— EXTRACT PROVIDED —
|---|

PACE Solver Description: Bad Dominating Set Maker

Dobler, Alexander; Fink, Simon Dominik; Rocton, Mathis

doi:10.4230/LIPIcs.IPEC.2025.35

PACE Solver Description:
Bad Dominating Set Maker

Alexander Dobler

Algorithms and Complexity Group, TU Wien, Austria Simon Dominik Fink

Algorithms and Complexity Group, TU Wien, Austria Mathis Rocton

Algorithms and Complexity Group, TU Wien, Austria

Abstract

Dominating Set and Hitting Set are two well-known NP-hard problems on graphs and hypergraphs, respectively. For Dominating Set, we seek a subset $S$ of vertices of minimum size, such that every vertex has a neighbor in $S$ . For Hitting Set, we require that this minimum size subset $S$ intersects each hyperedge. We present Bad Dominating Set Maker, our solver for both problems posed in the exact tracks of the 2025 PACE Challenge. It uses reduction rules, dynamic programming on tree decompositions, and external Vertex Cover and SAT solvers.

Keywords and phrases:

Dominating Set, Hitting Set, Pace Challenge

Funding:

Alexander Dobler: Vienna Science and Technology Fund (WWTF) grant
[10.47379/ICT19035].

Simon Dominik Fink: Vienna Science and Technology Fund (WWTF) grant [10.47379/ICT22029] and Austrian Science Fund (FWF) grant [10.55776/Y1329].

|---|

— PROVIDED DATA —
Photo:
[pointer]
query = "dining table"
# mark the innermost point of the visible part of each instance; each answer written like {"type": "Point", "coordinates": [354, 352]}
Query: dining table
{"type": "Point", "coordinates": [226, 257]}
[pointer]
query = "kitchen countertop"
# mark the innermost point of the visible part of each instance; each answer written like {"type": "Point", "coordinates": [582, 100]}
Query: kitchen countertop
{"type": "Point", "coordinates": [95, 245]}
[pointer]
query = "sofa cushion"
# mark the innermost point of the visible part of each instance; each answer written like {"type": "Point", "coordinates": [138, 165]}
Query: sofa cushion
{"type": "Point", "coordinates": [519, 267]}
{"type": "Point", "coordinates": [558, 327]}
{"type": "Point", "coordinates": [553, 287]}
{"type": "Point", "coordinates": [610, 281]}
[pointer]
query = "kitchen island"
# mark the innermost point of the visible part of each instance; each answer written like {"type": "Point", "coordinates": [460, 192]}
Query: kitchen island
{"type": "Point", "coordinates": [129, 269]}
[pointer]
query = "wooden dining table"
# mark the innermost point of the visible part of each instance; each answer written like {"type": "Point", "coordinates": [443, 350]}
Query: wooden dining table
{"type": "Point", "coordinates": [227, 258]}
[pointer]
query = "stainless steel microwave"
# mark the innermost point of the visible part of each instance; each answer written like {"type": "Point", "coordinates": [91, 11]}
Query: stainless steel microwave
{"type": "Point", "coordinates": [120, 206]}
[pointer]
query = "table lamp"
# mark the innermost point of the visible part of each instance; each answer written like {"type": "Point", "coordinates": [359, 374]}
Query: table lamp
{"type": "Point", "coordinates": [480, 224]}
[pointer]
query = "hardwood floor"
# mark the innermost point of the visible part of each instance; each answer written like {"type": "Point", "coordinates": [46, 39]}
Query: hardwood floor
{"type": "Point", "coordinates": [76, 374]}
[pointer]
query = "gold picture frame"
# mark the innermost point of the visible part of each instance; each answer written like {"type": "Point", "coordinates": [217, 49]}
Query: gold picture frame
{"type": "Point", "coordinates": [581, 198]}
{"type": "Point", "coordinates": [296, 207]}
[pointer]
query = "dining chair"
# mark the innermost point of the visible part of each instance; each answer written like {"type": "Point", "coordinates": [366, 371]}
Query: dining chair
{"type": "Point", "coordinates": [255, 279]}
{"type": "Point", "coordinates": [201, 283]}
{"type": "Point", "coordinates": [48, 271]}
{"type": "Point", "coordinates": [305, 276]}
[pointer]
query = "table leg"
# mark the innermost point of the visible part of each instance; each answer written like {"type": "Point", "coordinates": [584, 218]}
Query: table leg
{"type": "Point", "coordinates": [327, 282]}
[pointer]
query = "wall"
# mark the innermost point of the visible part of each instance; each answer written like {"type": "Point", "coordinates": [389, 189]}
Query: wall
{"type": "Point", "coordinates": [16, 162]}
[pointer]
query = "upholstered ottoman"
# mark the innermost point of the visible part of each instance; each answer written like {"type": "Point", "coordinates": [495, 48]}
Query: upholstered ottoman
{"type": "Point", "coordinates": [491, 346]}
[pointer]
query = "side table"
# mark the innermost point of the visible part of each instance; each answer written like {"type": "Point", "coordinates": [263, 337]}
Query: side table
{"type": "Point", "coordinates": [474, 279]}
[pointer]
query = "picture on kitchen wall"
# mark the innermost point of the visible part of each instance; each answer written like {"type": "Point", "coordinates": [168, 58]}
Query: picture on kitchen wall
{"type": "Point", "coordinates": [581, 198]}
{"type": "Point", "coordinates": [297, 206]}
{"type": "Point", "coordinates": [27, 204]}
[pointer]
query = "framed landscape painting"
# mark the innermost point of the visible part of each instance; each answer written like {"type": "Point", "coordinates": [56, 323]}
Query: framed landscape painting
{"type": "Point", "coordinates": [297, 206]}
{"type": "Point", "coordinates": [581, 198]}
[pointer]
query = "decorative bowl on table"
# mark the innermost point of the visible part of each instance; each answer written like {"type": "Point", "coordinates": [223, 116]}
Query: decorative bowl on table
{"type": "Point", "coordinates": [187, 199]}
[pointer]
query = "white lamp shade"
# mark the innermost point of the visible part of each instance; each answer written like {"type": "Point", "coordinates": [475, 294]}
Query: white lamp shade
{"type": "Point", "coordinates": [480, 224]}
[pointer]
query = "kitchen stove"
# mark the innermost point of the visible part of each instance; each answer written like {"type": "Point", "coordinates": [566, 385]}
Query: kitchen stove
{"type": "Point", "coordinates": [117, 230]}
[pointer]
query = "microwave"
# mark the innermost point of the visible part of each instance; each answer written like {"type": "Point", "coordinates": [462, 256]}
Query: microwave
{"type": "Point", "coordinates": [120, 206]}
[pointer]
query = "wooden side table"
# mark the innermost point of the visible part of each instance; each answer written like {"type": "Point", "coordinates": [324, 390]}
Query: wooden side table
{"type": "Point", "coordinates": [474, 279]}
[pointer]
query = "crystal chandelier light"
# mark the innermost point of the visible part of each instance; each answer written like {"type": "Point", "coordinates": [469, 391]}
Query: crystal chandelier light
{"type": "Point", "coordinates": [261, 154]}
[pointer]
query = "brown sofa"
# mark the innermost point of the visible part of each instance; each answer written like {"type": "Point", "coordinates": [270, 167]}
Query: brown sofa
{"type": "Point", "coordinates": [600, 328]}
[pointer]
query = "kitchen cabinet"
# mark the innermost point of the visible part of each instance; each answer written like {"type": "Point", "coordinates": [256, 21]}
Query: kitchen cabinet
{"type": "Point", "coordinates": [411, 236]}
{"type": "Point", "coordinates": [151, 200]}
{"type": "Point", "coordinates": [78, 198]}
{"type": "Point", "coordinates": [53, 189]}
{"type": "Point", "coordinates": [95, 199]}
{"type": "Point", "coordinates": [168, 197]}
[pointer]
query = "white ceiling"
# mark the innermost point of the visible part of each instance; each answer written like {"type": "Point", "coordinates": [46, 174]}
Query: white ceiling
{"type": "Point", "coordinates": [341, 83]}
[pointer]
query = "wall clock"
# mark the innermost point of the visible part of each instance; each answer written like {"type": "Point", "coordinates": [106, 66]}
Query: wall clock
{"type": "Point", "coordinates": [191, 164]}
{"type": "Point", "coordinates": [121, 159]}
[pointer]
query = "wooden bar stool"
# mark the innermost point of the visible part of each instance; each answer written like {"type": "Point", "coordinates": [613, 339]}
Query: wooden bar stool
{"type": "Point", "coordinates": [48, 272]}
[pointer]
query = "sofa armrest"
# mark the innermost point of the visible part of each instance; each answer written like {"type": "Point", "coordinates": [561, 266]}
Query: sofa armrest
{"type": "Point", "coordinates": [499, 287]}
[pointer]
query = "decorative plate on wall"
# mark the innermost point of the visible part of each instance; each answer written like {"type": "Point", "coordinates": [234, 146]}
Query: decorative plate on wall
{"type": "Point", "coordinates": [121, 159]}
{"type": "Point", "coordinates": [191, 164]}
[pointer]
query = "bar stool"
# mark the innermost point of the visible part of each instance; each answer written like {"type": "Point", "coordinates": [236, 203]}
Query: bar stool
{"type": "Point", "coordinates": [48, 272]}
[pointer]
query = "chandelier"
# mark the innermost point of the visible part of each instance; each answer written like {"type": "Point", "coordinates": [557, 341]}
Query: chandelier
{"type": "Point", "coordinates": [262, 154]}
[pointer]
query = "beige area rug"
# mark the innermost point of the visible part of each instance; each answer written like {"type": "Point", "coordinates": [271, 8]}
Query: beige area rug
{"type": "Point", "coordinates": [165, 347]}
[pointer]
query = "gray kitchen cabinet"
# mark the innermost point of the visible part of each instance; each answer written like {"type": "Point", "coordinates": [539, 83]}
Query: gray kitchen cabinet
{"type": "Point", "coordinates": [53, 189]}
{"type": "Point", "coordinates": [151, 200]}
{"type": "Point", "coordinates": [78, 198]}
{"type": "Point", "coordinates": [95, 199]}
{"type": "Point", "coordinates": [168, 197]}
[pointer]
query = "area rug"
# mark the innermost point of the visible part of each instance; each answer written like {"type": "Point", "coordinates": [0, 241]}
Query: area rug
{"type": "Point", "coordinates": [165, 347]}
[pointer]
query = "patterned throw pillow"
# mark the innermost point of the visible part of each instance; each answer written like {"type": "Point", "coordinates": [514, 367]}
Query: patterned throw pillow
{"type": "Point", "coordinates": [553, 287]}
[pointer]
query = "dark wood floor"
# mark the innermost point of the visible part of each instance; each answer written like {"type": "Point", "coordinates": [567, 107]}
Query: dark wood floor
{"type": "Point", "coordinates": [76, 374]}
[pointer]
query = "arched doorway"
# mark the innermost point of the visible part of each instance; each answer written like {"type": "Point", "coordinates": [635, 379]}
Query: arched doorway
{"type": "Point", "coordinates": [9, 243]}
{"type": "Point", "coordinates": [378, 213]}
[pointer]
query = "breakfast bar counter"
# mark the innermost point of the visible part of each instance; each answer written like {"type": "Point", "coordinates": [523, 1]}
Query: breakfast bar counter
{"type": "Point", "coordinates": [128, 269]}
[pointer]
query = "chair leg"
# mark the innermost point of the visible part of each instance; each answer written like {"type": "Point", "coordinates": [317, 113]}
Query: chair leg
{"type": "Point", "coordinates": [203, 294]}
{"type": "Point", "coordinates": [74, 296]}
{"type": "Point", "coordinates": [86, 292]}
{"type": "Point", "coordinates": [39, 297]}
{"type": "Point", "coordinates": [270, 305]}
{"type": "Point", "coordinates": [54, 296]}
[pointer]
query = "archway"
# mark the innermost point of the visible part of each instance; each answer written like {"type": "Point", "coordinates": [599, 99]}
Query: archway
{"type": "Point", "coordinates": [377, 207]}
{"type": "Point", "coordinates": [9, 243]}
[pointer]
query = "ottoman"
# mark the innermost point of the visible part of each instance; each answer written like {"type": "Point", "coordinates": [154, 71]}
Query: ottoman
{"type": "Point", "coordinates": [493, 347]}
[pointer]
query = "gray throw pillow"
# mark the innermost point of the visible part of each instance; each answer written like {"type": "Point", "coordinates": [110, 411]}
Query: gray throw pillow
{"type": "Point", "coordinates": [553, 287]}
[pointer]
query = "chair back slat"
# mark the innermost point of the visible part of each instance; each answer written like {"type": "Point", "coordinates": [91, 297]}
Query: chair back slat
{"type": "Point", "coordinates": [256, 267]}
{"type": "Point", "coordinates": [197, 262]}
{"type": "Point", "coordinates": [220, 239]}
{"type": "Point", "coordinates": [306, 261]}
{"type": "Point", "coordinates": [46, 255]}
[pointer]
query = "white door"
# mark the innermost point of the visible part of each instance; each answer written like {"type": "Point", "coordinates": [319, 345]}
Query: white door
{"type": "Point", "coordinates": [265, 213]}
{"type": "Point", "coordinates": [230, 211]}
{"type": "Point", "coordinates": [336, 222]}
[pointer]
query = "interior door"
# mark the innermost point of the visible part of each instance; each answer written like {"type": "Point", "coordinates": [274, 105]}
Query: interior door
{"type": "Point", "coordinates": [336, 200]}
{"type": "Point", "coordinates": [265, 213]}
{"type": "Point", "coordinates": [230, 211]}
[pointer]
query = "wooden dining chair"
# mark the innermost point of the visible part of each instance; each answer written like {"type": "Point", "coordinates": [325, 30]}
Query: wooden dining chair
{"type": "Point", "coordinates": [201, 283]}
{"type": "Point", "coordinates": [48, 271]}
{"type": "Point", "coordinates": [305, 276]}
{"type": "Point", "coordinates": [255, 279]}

|---|

— TO DO —
#1 Using the solver description, decide whether each statement is true: (a) the solver relies on external Vertex Cover and SAT solvers; (b) Dominating Set is described as a problem solvable in polynomial time; (c) the solver was built for the heuristic tracks of the 2025 PACE Challenge. Answer yes or no for each and quote the words of the solver description that settle it.
#2 Pick out every line of the rows that contains the string "gray" and copy each one.
The rows are unrelated to the solver description.

— EXERCISE ANSWERS —
#1
(a) Yes: "external Vertex Cover and SAT solvers"
(b) No: "two well-known NP-hard problems on graphs and hypergraphs"
(c) No: "posed in the exact tracks of the 2025 PACE Challenge"

#2
query = "gray kitchen cabinet"
Query: gray kitchen cabinet
query = "gray throw pillow"
Query: gray throw pillow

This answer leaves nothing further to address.